**Work required:** Turn every line of the data below into a JSON list of strings, one string per line, with blank lines dropped. Leave the pictures out.

**Provided information:**
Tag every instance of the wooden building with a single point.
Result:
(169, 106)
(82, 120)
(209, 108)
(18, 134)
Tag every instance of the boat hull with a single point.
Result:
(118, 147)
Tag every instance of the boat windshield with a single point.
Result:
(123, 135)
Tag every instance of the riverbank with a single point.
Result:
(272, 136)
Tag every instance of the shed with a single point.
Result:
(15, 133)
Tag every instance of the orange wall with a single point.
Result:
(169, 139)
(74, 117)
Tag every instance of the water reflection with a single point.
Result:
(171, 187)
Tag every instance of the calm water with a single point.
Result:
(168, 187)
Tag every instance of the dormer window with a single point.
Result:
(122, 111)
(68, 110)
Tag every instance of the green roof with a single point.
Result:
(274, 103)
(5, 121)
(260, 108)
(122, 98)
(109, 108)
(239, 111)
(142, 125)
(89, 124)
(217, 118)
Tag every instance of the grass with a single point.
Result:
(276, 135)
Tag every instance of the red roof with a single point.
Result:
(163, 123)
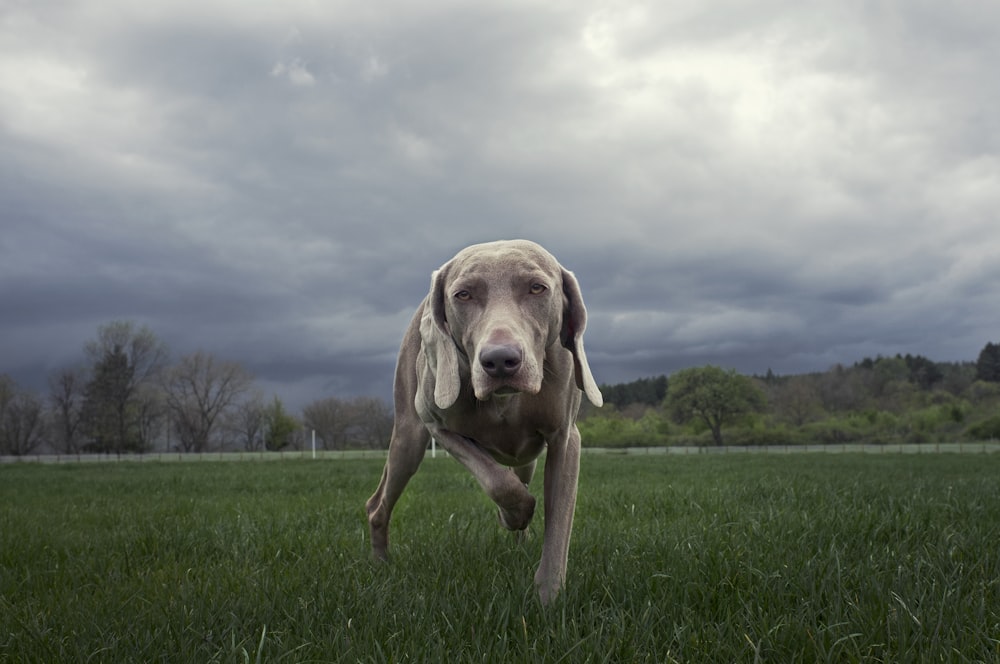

**Answer:**
[
  "Tag every instance of the wooden building with a single point.",
  "Result:",
  "(169, 106)",
  "(82, 120)",
  "(209, 108)",
  "(18, 134)",
  "Tag every instance of the boat hull with a single point.",
  "Result:",
  "(118, 147)",
  "Tag every instance of the boat windshield with a single point.",
  "Result:",
  "(123, 135)",
  "Tag every instance of the riverbank with a single point.",
  "Result:",
  "(272, 136)",
  "Tag every instance of the shed with a single point.",
  "Result:",
  "(15, 133)",
  "Tag every instance of the orange wall with a single point.",
  "Result:",
  "(169, 139)",
  "(74, 117)",
  "Tag every instance of the water reflection with a single point.",
  "Result:",
  "(171, 187)",
  "Tag every instance of the calm water with a single point.",
  "Result:",
  "(168, 187)",
  "Tag every instance of the dormer window with a single point.",
  "Result:",
  "(122, 111)",
  "(68, 110)",
  "Tag every instance of the green roof with a single point.",
  "Result:",
  "(274, 103)",
  "(5, 121)",
  "(260, 108)",
  "(122, 98)",
  "(109, 108)",
  "(239, 111)",
  "(142, 125)",
  "(89, 124)",
  "(217, 118)",
  "Tag every instance of the grass with a single point.",
  "Result:",
  "(276, 135)",
  "Tag every instance of the red roof with a single point.",
  "Result:",
  "(163, 123)"
]